(Rows from an object pointing dataset)
╔══
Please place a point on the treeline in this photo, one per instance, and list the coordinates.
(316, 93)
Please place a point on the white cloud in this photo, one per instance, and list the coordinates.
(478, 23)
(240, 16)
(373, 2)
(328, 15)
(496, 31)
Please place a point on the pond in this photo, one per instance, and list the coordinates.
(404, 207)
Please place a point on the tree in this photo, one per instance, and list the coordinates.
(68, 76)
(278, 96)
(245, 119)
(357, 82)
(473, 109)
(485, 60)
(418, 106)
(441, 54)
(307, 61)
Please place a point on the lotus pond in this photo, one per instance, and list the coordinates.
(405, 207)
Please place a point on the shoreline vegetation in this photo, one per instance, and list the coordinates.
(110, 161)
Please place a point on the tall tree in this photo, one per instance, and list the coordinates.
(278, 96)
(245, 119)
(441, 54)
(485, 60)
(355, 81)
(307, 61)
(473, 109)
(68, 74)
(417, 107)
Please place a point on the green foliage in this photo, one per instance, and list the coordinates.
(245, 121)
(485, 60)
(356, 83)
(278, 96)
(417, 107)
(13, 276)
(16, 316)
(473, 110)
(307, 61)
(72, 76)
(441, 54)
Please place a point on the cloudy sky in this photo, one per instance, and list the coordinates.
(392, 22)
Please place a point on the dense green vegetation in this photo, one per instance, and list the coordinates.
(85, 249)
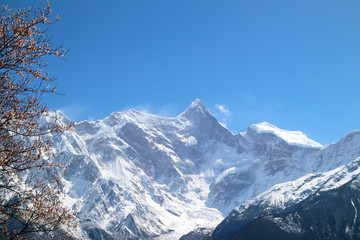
╚══
### PROBLEM
Retype all of the data above word for word, and leave the pictures out of your copy.

### RIGHT ANSWER
Please place a point on the treeline in this photo, one per instance, and list the coordinates.
(316, 93)
Please place a point on the white cloud in this photo, one per instance, and list the coordinates.
(478, 23)
(240, 16)
(373, 2)
(328, 15)
(496, 31)
Please place a point on the pond in this photo, one per instance, and list the coordinates.
(404, 207)
Please place a point on the tree in this photo, one per instance, and list the coordinates.
(68, 76)
(278, 96)
(245, 119)
(357, 82)
(473, 109)
(485, 60)
(418, 106)
(441, 54)
(307, 61)
Please place a point on the lotus pond in this photo, one per instance, and list the coordinates.
(405, 207)
Please place a point on the shoreline vegetation in this photo, one per instance, and list the coordinates.
(110, 161)
Please place a point on the tall tree in this photo, one per instance, and list the coordinates.
(278, 96)
(245, 119)
(441, 54)
(485, 60)
(355, 81)
(307, 61)
(473, 109)
(68, 74)
(417, 107)
Please place a point on the green foliage in this photo, one per instance, and list the coordinates.
(245, 121)
(485, 60)
(356, 83)
(278, 96)
(417, 107)
(13, 276)
(16, 316)
(473, 110)
(307, 61)
(72, 76)
(441, 54)
Please place a point on the cloudy sky in this photo, one per instance, and list the coordinates.
(392, 22)
Please place a point on the dense green vegetation in this photo, one per instance, and list the coordinates.
(85, 249)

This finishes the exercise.